The best sort of love one can have is one who will join you in wearing capes and leotards. When you find someone you can love and be truly silly with, you are one of the luckiest people in the world.
All of us have a number of years left to live, and no more, and I hope you enjoy every day of yours. I love you both loads. x x x x x x
Joey...I was so shocked to read your post :( Cancer is frightening. My mum died of it so I know that feeling when the doctor's close the curtains. I am praying you both have the best two years ever. Live every moment and do lots of crazy things. They told me my mum had 6 months but she was no fighter and lasted a week!!!! which was very shocking but if Ricardo is out of hospital I'm sure it will be fine. He can fight it you know. Many people live much longer than expected. Don't give up hope :))
Your words were so beautiful..I burst into tears...
Happy belated birthday...:) xxx
Gina..
my lovely sister and bro. thankyou for being able to put the words together.you are both very brave and strong.Tears came flowing but not in a bad way i am sure tears are part of building strength.We love you all the way from Oz.XX
Richard in those lovely pj's did me in, Macg too... Couldn't read for the tears were flowing. Much love to you both. xxxxxxxxx
Oh Joey, that was really beautiful. I love you both and am sending you lots of love and strength and happiness.

▶ _WHAT THE EXERCISE ASKS_
Answer these questions from the comments:
1. In the comment that begins "Joey...I was so shocked," how long did doctors say the writer's mum had?
2. In the comment that begins "my lovely sister and bro," where is the love being sent from?
3. In the comment that begins "Richard in those lovely," what item of clothing is mentioned?
The recorded data have no connection to the comments above.

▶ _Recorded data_
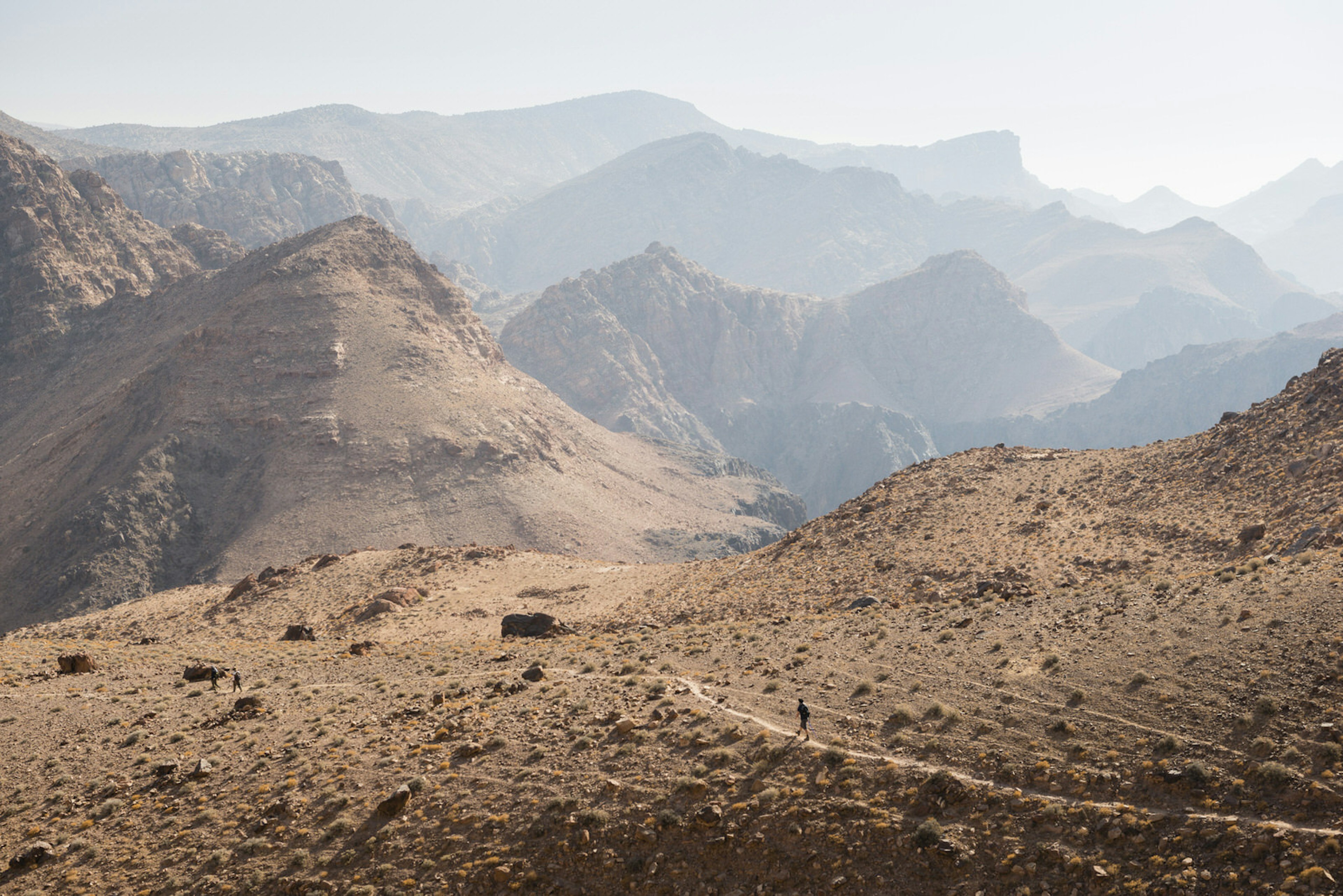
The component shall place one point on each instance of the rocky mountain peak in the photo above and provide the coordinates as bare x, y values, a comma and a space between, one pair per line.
70, 244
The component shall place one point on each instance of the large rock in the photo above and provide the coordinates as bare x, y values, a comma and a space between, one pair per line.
401, 597
199, 674
395, 805
242, 586
254, 198
377, 609
77, 664
532, 625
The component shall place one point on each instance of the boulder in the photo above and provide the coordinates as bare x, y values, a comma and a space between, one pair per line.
377, 609
76, 664
534, 625
242, 588
395, 805
35, 855
401, 597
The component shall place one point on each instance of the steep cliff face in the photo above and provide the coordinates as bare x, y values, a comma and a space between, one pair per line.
70, 245
257, 198
1169, 398
825, 394
329, 392
755, 220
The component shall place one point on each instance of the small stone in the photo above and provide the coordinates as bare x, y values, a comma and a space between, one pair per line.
242, 588
76, 664
710, 816
35, 855
395, 804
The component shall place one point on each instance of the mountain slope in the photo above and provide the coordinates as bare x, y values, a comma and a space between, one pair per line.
1310, 248
825, 394
452, 162
328, 392
449, 162
1087, 276
70, 245
1169, 398
256, 198
758, 221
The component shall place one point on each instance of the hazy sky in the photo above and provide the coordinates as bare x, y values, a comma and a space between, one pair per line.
1208, 99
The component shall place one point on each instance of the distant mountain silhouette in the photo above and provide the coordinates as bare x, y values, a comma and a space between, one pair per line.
163, 425
828, 394
453, 162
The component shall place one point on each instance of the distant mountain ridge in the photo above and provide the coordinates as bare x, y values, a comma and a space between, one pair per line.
257, 198
825, 394
164, 425
782, 225
456, 162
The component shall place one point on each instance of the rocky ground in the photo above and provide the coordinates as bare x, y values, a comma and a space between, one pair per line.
1094, 672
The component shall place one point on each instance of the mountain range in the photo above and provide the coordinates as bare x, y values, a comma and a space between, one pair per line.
162, 424
826, 394
1294, 222
780, 223
454, 162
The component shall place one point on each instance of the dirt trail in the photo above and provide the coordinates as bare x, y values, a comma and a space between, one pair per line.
992, 785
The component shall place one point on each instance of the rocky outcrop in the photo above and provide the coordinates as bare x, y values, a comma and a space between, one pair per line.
1166, 320
1170, 398
257, 198
829, 395
213, 249
69, 246
1087, 279
329, 390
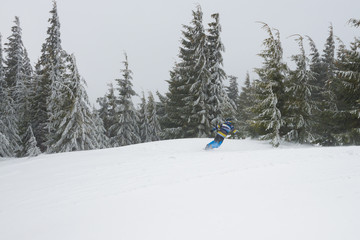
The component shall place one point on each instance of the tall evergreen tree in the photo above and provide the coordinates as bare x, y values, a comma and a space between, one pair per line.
218, 101
101, 137
175, 121
233, 89
111, 115
9, 137
154, 124
244, 115
270, 89
299, 104
49, 84
74, 125
30, 148
144, 121
348, 115
125, 129
18, 74
328, 85
194, 56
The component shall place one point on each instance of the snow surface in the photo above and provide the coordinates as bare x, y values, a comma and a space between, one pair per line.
176, 190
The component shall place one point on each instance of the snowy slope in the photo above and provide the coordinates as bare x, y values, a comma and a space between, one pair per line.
174, 190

▶ _SOLUTION_
1. 6 months
2. Oz
3. pj's